David Byrne has the most calming presence I’ve ever witnessed.
36 years after the ground-breaking Stop Making Sense, David Byrne is still taking our expectations of concerts and theatre, elevating them to a higher level that only a frontman like him could do. Stop Making Sense was more than just a concert, it was performing art, and American Utopia (2020) has taken those foundations and tells us why the world is still the same as it ever was.
Whilst Stop Making Sense tried to bring attention to certain themes and ideas, American Utopia is screaming at us to wake up. Byrne begins the show sitting alone at a table with a model of a human brain. After his introductory song, he speaks to the crowd about how infants are born with millions of neural connections and overtime lose them as they get older. He asks the question “do we get stupider as we grow up?” and then carries on to discuss human ignorance and the inability to change things. 2020 has seen us as individuals and as a society take a massive step back in growth and change – but Byrne is ever hopeful. When he aligns with the other performers and musicians on the stage singing “Road to Nowhere” you can tell he doesn’t believe this song at all, that we will prevail and overcome.

WRITTEN INSTRUCTION A -
In the records, reproduce the stretch from the line containing "Place a point on each instance of the coiled" through the line containing "x=62, y=202", swapping "razor wire" for "barbed wire" and keeping every other detail the same.

RECORDS PROVIDED -

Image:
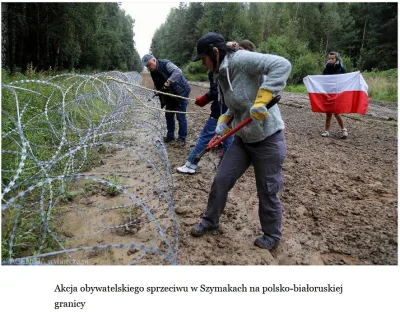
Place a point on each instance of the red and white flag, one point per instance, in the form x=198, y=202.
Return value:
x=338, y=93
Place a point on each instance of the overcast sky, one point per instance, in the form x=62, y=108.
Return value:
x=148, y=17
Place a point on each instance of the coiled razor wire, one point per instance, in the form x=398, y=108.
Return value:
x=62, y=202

--

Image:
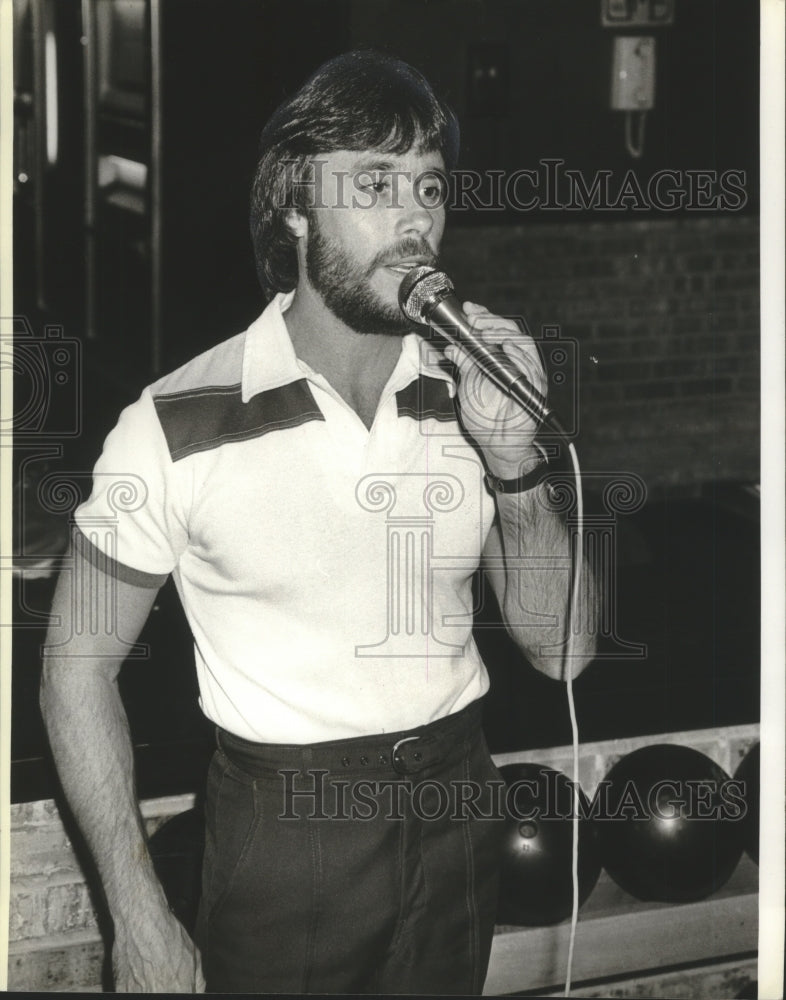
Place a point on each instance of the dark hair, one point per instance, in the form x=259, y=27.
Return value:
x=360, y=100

WRITTEN INSTRUCTION B -
Write the next part of the review of American Utopia, picking up after its final sentence.

TASK ANSWER A -
Place a point on each instance of the coiled barbed wire, one point per instance, in the form x=398, y=108.
Return value:
x=62, y=202

TASK ANSWER B -
David Byrne has the most calming presence I’ve ever witnessed. Watching him in fiction like True Stories or in real life discussing these matters, Byrne is on the top list of old white men that you can trust. He’s an entertainer and brings his informative side to coincide with this. Whilst addressing the audience, he makes references to past songs by asking “how do I work this”, not trying to hide his previous work like other bitter musicians. Hearing Byrne singing “This Must Be the Place” and other classics will warm any fan of Talking Heads.

But what makes American Utopia on the same level as Stop Making Sense is Spike Lee’s input. It’s hard to compare any other concert movie to Stop Making Sense as it is the Citizen Kane of its genre, it took it to new ground and to try and compare anything to it is unfair, but Spike Lee has made a worthy cause to do as such with American Utopia. There’s a vast array of shot choices, varying close ups of Byrne and other performers that intercut at a great pace to intertwine the quick beat of songs being interspersed with various monologues. However Spike Lee’s immerse talent and proof that he’s one of the greatest directors working today occurs during Byrne’s cover of “Hell You Talmbout” by Janelle Monae and other members of her artist collective. The protest song lists various names of black people who had died from racial violence by law enforcement and repeatedly tells the audience to say their names. It’s a powerful song by itself but Spike Lee mixing this concert with candid’s of these victims on stage next to family or friends of the deceased and showing the dates they were killed with some being as young as children is as empowering as any visual medium could be.
A collaboration between Spike Lee and David Byrne seems like a roll of the dice but American Utopia is a must-watch for the year, to remind you of the pain that it’s caused and how its roots are still there. But chance can happen, we don’t need to burn down the house, but as Byrne states the statistics of voter turnout, making your voice heard is the first step.
Header Image Courtesy of HBO Max.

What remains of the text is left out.